GIVEN PASSAGE:
========================================
Toasting Center for Precision Dental Medicine

Columbia Celebrates Center for Precision Dental Medicine

Center for Precision Dental Medicine operatory at Columbia University

A glimpse inside Columbia University's recently unveiled Center for Precision Dental Medicine, which has 48 dental chairs for patient care and instruction.

The College of Dental Medicine welcomed 150 donors, alumni, local leaders, and other members of the community on December 5 to dedicate the Center for Precision Dental Medicine, a new addition to the College designed to help transform the field of dentistry.
========================================
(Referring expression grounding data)
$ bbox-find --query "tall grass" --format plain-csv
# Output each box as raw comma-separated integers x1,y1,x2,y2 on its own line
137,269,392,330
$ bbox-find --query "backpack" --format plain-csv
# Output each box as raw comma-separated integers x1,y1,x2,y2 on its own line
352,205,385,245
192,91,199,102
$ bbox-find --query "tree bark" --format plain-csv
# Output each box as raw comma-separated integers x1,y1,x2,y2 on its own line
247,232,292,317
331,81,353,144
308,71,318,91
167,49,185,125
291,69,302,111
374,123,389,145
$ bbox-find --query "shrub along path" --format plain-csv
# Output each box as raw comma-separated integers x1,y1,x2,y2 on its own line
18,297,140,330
========================================
INSTRUCTIONS TO FOLLOW:
Continue the text about Columbia's Center for Precision Dental Medicine, starting after its final sentence. The data above were drawn from a separate source and bear no relation to the text.

WRITTEN ANSWER:
Breathing new life into the 90-year-old Vanderbilt Clinic, the dental education and patient care suite has 48 new dental operatories outfitted with first-of-its-kind technology developed specifically for Columbia’s vision of stretching the boundaries of dentistry. This Center adds to the existing 150 chairs where dental students already treat patients under faculty supervision. Through passive data collection tools, the Center will help tailor care to each patient and offer quantifiable feedback to each student. Electronic dental records will be tied to health records, better enabling dentists, as well as other providers, to treat patients based on comprehensive health information rather than just oral disease. Perhaps most exciting, the Center for Precision Dental Medicine will facilitate research that could help future dentists treat patients based on thousands of parameters—genomic, environmental, and more—rather than the handful used today.

Christian S. Stohler, DMD, DrMedDent at the Columbia University Center for Precision Dental Medicine opening

Dean Christian Stohler, DMD, DrMedDent, speaks to a packed crowd at the opening celebration of the center.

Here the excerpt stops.